**Requirements**
a – Render this sentence from the Jake Verity biography in Spanish: "Although he had one year of eligibility remaining, Verity opted to enter the 2021 NFL Draft."
b – According to the Jake Verity biography, on what date did Verity sign with the Baltimore Ravens?
c – Reproduce the part of the Jake Verity biography starting with "College career" and going on through "for the season.".
* start Source text *
Jake Shaw Verity (born December 23, 1997) is an American football placekicker for the Tampa Bay Buccaneers of the National Football League (NFL). He played college football at East Carolina and was signed as an undrafted free agent by the Baltimore Ravens in 2021.

Early life 
Verity attended Bremen High School in Georgia, where he was credited with a 63-yard field goal on a fair catch kick, the third-longest field goal in Georgia High School Association history.

College career 
Verity attended East Carolina University and played for the East Carolina Pirates football team. At East Carolina, he was a two-time All-American Athletic Conference selection, a semi-finalist for the Lou Groza Award in 2019, an award given to the top placekicker in college football, and was East Carolina's all-time leading scorer by the time his collegiate career finished.

Although he had one year of eligibility remaining, Verity opted to enter the 2021 NFL Draft.

Professional career

Baltimore Ravens 
After going undrafted in the 2021 NFL Draft, Verity signed with the Baltimore Ravens on May 18, 2021. He was waived by the Ravens in the final round of preseason roster cuts on August 31, 2021 and re-signed to their practice squad the next day. He suffered a torn ACL on December 1 and was ruled out for the season.
* end Source text *
* start Given records *
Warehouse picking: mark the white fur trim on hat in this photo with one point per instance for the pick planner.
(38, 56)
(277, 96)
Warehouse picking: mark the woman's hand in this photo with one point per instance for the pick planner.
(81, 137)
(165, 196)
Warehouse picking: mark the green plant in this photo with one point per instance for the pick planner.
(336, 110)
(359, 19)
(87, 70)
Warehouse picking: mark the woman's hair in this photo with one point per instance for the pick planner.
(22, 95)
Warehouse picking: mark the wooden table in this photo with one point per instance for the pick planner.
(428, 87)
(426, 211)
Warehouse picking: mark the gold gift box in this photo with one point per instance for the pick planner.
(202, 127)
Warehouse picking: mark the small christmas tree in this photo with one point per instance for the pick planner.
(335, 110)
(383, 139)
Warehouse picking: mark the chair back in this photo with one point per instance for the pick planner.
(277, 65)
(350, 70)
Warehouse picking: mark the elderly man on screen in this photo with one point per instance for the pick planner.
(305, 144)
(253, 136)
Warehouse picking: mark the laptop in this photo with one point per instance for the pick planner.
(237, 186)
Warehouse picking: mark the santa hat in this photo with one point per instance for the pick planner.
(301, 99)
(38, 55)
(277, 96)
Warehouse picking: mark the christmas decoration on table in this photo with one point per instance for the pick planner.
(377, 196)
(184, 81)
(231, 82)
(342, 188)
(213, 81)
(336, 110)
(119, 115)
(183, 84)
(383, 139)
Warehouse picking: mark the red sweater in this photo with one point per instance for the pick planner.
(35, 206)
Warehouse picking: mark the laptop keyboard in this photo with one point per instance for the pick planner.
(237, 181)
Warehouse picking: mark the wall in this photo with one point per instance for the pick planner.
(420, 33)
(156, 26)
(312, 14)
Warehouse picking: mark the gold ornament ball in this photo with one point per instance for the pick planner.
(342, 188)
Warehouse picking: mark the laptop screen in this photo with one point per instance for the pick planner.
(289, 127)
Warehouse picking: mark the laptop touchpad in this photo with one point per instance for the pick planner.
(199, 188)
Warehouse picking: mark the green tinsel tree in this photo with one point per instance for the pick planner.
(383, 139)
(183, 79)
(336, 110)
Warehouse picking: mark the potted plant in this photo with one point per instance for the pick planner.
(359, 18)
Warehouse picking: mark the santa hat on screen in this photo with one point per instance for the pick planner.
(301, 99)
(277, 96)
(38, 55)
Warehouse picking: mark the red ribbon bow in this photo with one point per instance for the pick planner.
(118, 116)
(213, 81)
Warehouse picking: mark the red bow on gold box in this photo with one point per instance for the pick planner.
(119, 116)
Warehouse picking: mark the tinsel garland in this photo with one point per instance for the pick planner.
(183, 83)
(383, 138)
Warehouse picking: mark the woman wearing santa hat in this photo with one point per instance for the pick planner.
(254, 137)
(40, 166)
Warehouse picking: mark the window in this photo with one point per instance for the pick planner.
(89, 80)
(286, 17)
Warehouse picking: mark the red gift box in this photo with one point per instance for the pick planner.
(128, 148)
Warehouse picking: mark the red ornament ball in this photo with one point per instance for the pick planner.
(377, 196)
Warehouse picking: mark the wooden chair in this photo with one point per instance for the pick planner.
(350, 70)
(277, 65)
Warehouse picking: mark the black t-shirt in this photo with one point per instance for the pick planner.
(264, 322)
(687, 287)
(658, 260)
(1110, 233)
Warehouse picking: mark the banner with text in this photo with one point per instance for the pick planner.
* end Given records *
**The replies**
a – Aunque le quedaba un año de elegibilidad, Verity optó por presentarse al Draft de la NFL de 2021.

b – May 18, 2021.

c –
College career 
Verity attended East Carolina University and played for the East Carolina Pirates football team. At East Carolina, he was a two-time All-American Athletic Conference selection, a semi-finalist for the Lou Groza Award in 2019, an award given to the top placekicker in college football, and was East Carolina's all-time leading scorer by the time his collegiate career finished.

Although he had one year of eligibility remaining, Verity opted to enter the 2021 NFL Draft.

Professional career

Baltimore Ravens 
After going undrafted in the 2021 NFL Draft, Verity signed with the Baltimore Ravens on May 18, 2021. He was waived by the Ravens in the final round of preseason roster cuts on August 31, 2021 and re-signed to their practice squad the next day. He suffered a torn ACL on December 1 and was ruled out for the season.